▶ [Problems to solve]
(A) For the fruit export excerpt, decide whether each statement agrees with it: (i) Symington gave his talk to the Cape Town Exporters’ Club; (ii) liquidity dried up in 2008; (iii) India charges a 50% import duty on citrus. Answer yes or no for each, quoting the words of the excerpt that settle it.
(B) Reproduce the part of the fruit export excerpt that begins at the words "Addressing the Cape" and stops after "fruit consumer overseas.".

▶ [Document extract]
━━━━━━━━━━━━━━━━━━━━

Addressing the Cape Town
Exporters’ Club last week,
Symington made clear that
ethics should be a subject that
the entire international trade
chain addresses – from the
fruit farmer right up to the
fruit consumer overseas.
“We should be very vigilant
that attention to ethical
business practices is not just
focused on labour treatment
on farms. For example, if
supermarkets abroad insist
that labour practices on farms
are compliant with various
standards that they impose on
suppliers, then farmers and
their exporters should insist
that buying practices of these
same powerful supermarket
chains are ethically compliant
as well.”
The Wall Street crisis of
2008 is a recent reminder
of poor ethical conduct by
society’s supposed custodians
of the international financial
arena. The antics on Wall
Street caused liquidity to dry
up in 2009. And with little
money in circulation over
that period, growers lost out
on the conventional advance
payments from importers for
product already shipped. Fruit
growers landed up having to
take disproportionate risks,
and in some cases, never got
paid.
Another unhappy scenario
that South African growers
have had to contend with is the
extraordinary level of import
duties on imported fruits in
various countries. India’s 50%
import duty on apples, and
35% import duty on citrus is a
case in point.

━━━━━━━━━━━━━━━━━━━━

Location identification entries
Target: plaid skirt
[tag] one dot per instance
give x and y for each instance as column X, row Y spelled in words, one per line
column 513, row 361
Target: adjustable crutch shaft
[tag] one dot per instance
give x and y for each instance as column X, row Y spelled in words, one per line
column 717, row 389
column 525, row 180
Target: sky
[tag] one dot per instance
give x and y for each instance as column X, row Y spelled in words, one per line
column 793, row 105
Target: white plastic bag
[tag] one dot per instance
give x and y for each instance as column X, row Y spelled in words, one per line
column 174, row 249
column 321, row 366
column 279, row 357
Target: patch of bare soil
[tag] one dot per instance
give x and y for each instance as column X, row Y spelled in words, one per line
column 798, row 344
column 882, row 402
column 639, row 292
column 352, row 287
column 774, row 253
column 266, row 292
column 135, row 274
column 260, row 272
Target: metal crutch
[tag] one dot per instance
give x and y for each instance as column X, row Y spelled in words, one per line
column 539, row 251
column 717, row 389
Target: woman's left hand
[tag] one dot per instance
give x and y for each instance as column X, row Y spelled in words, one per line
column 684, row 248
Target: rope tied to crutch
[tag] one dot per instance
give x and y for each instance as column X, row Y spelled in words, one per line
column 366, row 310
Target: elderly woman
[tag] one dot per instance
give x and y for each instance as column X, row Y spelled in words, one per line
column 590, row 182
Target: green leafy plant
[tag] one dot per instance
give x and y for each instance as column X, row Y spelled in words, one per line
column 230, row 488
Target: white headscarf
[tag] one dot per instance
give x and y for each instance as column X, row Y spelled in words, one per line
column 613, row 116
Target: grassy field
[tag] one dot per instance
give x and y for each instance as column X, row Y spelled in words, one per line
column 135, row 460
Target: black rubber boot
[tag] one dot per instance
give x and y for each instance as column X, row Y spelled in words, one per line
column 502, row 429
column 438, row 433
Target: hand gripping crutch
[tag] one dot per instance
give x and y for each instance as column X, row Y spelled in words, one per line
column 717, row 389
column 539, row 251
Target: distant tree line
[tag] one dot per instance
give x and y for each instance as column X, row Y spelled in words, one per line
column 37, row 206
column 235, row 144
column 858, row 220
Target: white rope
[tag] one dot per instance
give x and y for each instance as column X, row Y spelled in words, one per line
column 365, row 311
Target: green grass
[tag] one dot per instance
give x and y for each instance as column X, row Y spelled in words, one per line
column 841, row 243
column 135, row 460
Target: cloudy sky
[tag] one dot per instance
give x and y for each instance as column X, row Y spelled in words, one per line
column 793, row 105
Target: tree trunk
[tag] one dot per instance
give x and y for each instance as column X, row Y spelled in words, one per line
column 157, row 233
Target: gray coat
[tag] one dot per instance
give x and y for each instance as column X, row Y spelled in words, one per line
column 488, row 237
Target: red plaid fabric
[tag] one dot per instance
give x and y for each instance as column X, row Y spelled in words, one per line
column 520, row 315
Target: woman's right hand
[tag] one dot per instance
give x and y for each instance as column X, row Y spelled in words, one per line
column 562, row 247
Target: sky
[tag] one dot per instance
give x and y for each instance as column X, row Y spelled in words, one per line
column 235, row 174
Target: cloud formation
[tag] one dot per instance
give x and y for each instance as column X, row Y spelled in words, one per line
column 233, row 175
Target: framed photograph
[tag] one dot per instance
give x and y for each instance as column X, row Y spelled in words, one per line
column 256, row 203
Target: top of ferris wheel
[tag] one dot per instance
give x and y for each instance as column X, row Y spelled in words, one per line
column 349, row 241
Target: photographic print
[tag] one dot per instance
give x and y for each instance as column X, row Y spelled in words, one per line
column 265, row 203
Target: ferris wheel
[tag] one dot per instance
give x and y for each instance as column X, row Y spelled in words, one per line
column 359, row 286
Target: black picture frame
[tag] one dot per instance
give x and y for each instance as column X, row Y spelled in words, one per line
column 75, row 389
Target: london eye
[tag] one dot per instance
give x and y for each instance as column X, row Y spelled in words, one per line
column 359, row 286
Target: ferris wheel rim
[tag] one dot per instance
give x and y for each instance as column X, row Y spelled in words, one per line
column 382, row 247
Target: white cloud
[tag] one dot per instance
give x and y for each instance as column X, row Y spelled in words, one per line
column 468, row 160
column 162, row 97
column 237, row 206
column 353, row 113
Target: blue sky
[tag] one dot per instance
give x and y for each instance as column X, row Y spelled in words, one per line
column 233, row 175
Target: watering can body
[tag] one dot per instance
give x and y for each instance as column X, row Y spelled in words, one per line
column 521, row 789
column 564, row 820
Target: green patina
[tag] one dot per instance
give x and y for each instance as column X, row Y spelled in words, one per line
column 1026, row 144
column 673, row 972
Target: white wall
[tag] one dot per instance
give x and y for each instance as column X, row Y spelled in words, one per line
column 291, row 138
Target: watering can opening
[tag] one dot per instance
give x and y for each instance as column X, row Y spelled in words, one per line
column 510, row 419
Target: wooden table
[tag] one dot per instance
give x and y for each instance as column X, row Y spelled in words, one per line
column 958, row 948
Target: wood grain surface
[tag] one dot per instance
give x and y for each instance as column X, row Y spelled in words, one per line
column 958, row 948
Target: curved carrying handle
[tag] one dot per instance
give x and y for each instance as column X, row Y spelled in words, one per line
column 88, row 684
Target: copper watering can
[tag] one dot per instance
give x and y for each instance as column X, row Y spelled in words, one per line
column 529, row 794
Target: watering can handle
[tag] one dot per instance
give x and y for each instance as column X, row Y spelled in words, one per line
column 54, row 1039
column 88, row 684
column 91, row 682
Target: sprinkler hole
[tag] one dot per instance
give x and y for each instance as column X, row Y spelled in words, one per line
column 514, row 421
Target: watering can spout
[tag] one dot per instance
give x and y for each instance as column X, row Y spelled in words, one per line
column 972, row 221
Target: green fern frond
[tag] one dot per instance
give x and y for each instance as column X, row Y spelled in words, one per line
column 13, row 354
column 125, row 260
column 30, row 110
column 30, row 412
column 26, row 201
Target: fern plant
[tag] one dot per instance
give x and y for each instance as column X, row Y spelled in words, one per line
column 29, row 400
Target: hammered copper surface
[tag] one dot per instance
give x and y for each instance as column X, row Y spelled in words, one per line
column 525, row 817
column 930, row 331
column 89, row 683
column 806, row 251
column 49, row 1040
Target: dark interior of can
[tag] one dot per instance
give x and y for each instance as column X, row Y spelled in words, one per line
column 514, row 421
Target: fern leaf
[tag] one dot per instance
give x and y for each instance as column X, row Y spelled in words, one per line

━━━━━━━━━━━━━━━━━━━━

▶ [Expected responses]
(A)
(i) Yes: "Addressing the Cape Town Exporters’ Club last week, Symington made clear"
(ii) No: "caused liquidity to dry up in 2009"
(iii) No: "35% import duty on citrus"

(B)
Addressing the Cape Town
Exporters’ Club last week,
Symington made clear that
ethics should be a subject that
the entire international trade
chain addresses – from the
fruit farmer right up to the
fruit consumer overseas.